§ **Aufgaben**
1) An welchem Tag wurden laut dem Artikel über die Favelas in Rio die vier Viertel besetzt?
2) Gib aus dem Artikel über die Favelas in Rio den Abschnitt von "(Berlin, 16. Oktober" bis "gemacht werden soll." wortgetreu wieder.
3) Setze den Artikel über die Favelas in Rio nach seinem letzten Satz fort.

§ **Auszug**
▶
Rio de Janeiro: Besetzte Favelas werden mit Befriedungspolizei ausgestattet

von Andreas Behn, Rio de Janeiro

(Berlin, 16. Oktober 2012, npl).- Vier Favelas in Rio de Janeiro sind am Morgen des 14. Oktober von Polizei und Militär besetzt worden. Laut Presseberichten gab es kaum Zusammenstöße zwischen den über 1.500 Uniformierten und den Drogenbanden, welche die Armenviertel bis dahin kontrollierten. Die Aktion ist Teil der Befriedungsstrategie der Regierung, mit der Rio de Janeiro für die Fußball WM 2014 und die Olympiade 2016 sicherer gemacht werden soll.
◀
Gespeicherte Einträge:
▶
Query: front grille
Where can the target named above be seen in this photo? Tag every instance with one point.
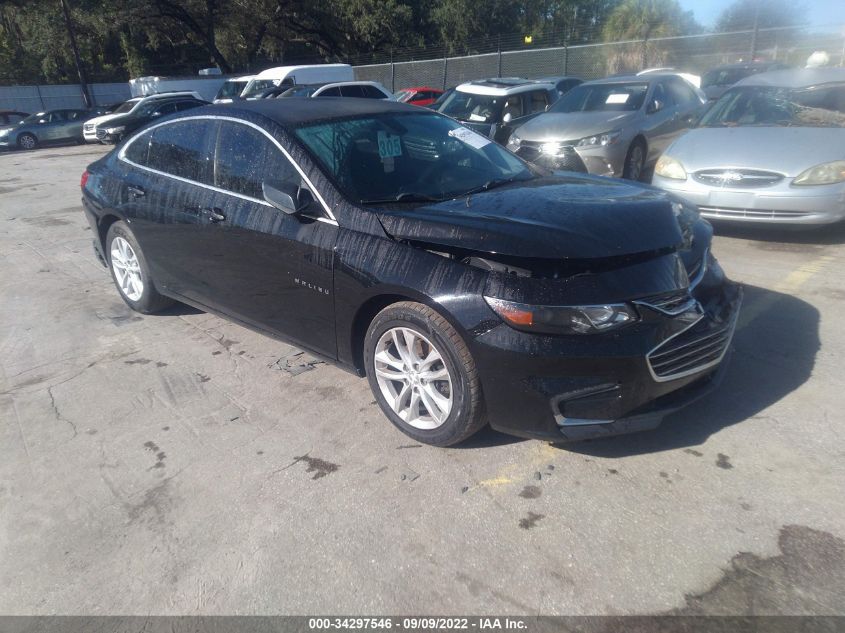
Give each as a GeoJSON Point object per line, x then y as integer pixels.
{"type": "Point", "coordinates": [672, 304]}
{"type": "Point", "coordinates": [420, 148]}
{"type": "Point", "coordinates": [751, 214]}
{"type": "Point", "coordinates": [692, 351]}
{"type": "Point", "coordinates": [566, 157]}
{"type": "Point", "coordinates": [737, 178]}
◀
§ **Ergebnisse je Aufgabe**
1) Am Morgen des 14. Oktober.

2)
(Berlin, 16. Oktober 2012, npl).- Vier Favelas in Rio de Janeiro sind am Morgen des 14. Oktober von Polizei und Militär besetzt worden. Laut Presseberichten gab es kaum Zusammenstöße zwischen den über 1.500 Uniformierten und den Drogenbanden, welche die Armenviertel bis dahin kontrollierten. Die Aktion ist Teil der Befriedungsstrategie der Regierung, mit der Rio de Janeiro für die Fußball WM 2014 und die Olympiade 2016 sicherer gemacht werden soll.

3)
Aktion wurde vorher angekündigt

Während der Besetzung am vergangenen Sonntag kamen mehrere Panzer und Hubschrauber zum Einsatz. Da die Aktion wie üblich im Voraus angekündigt worden war, konnten die meisten Anführer*innen der Drogenhändler*innen das Gelände rechtzeitig verlassen.

„Festnahmen sind wichtig, aber noch wichtiger ist es, das Gebiet aus der Gewalt der Drogenhändler zu befreien,“ rechtfertigte der Staatssekretär für Öffentliche Sicherheit, José Mariano Beltrame, das Vorgehen auf einer Pressekonferenz. Beltrame wies erneut darauf hin, dass solche Besetzungen nicht in erster Linie der Bekämpfung des Drogenhandels, sondern der Rückgewinnung der Kontrolle über Stadtviertel dienten.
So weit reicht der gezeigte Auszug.